start Supplied passage
LINC-NIRVANA is the near-infrared homothetic imaging camera for the Large Binocular Telescope. Once operational, it will provide an unprecedented combination of angular resolution, sensitivity and field of view. Its Fringe and Flexure Tracking System (FFTS) is mandatory for an efficient interferometric operation of LINC-NIRVANA. It is tailored to compensate low-order phase perturbations in real-time to allow for a time-stable interference pattern in the focal plane of the science camera during the integration. Two independent control loops are realized within FFTS: A cophasing loop continuously monitors and corrects for atmospheric and instrumental differential piston between the two arms of the interferometer. A second loop controls common and differential image motion resulting from changing orientations of the two optical axes of the interferometer. Such changes are caused by flexure but also by atmospheric dispersion. Both loops obtain their input signals from different quadrants of a NIR focal plane array. A piezo-driven piston mirror in front of the beam combining optics serves as actuator in the cophasing loop. Differential piston is determined by fitting a parameterized analytical model to the observed point spread function of a reference target. Tip-tilt corrections in the flexure loop are applied via the secondary mirrors. Image motion is sensed for each optical axis individually in out-of-focus images of the same reference target. In this contribution we present the principles of operation, the latest changes in the opto-mechanical design, the current status of the hardware development.
end Supplied passage
- _Requirement A_:
In the records, change "single dot" to "single marker" from the line with "Exercise. Tag the curved" to the line with "x=135, y=80", and reproduce those lines with nothing else altered. Omit the pictures.
The records that follow are unrelated to the text above.
start Supplied records
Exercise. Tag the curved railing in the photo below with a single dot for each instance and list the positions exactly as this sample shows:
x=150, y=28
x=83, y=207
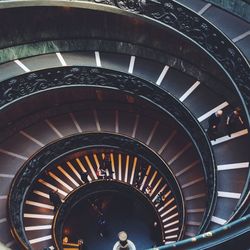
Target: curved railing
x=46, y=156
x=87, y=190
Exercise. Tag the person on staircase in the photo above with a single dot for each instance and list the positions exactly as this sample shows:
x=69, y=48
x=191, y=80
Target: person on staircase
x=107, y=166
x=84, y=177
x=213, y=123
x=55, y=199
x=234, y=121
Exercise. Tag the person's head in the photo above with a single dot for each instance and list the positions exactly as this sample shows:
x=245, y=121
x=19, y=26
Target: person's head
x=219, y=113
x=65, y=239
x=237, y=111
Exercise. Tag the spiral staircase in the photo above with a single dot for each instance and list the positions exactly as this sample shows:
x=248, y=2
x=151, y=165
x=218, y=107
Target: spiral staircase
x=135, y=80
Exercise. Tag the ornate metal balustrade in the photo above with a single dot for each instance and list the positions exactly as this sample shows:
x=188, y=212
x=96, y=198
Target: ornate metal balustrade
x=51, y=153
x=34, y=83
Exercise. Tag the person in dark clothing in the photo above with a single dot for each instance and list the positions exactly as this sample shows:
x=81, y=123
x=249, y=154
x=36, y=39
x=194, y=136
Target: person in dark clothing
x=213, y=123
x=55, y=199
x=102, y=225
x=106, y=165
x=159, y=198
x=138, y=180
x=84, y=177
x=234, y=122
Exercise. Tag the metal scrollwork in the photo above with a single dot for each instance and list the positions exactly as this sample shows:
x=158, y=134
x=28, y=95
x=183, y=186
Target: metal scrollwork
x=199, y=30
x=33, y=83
end Supplied records
start Supplied records
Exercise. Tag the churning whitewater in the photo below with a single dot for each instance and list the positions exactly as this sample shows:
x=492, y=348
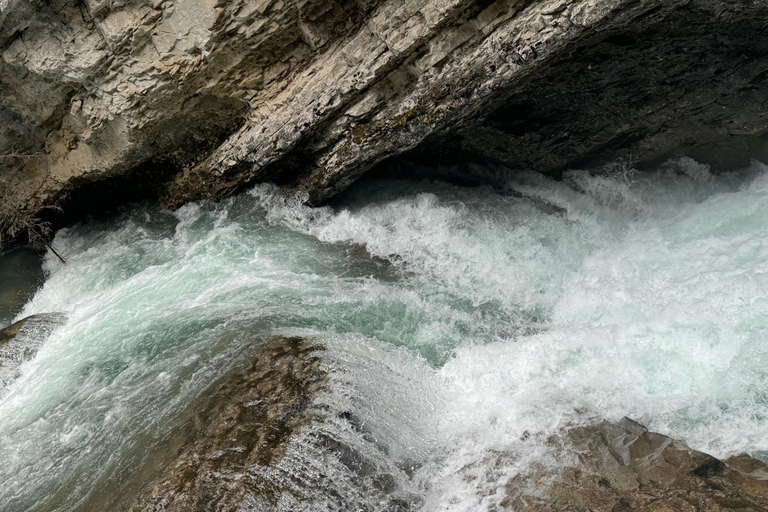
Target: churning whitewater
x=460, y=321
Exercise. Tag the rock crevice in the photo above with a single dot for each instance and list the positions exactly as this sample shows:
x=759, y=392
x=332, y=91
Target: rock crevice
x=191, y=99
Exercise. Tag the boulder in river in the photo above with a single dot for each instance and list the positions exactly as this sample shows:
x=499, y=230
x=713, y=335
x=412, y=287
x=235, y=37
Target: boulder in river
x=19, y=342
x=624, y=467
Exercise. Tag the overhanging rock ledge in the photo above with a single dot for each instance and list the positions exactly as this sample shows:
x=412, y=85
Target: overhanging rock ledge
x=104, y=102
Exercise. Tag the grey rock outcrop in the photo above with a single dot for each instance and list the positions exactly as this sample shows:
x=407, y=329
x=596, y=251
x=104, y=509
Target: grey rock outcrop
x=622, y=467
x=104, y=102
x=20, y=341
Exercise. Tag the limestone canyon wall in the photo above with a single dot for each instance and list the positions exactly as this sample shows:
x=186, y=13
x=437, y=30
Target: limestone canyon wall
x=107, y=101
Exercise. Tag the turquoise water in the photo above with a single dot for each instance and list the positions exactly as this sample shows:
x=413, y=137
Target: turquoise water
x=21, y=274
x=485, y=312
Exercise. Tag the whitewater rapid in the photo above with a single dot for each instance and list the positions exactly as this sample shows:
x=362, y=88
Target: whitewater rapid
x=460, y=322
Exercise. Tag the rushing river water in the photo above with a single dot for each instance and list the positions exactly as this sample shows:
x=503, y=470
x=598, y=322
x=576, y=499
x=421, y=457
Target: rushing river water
end Supplied records
- _Requirement B_:
Summarize the passage on LINC-NIRVANA in three sentences.

- _Exercise response A_:
Exercise. Tag the curved railing in the photo below with a single marker for each instance and list the positions exactly as this sample shows:
x=150, y=28
x=83, y=207
Target: curved railing
x=46, y=156
x=87, y=190
Exercise. Tag the person on staircase in the photo above with a single marker for each instance and list the positions exactly as this sample shows:
x=69, y=48
x=191, y=80
Target: person on staircase
x=107, y=166
x=84, y=177
x=213, y=123
x=55, y=199
x=234, y=121
Exercise. Tag the person's head in the photo above with a single marker for each instance and list the positions exactly as this sample shows:
x=245, y=121
x=19, y=26
Target: person's head
x=219, y=113
x=65, y=239
x=237, y=111
Exercise. Tag the spiral staircase in the photo above with a single marker for each instance and list the positions exactly as this sample shows:
x=248, y=2
x=151, y=165
x=218, y=107
Target: spiral staircase
x=135, y=80

- _Exercise response B_:
LINC-NIRVANA is the near-infrared homothetic imaging camera for the Large Binocular Telescope. Its Fringe and Flexure Tracking System compensates low-order phase perturbations in real time so the interference pattern stays stable during integration. The system runs a cophasing loop that corrects differential piston with a piezo-driven piston mirror and a second loop that controls image motion through tip-tilt corrections applied via the secondary mirrors, both fed by different quadrants of a NIR focal plane array.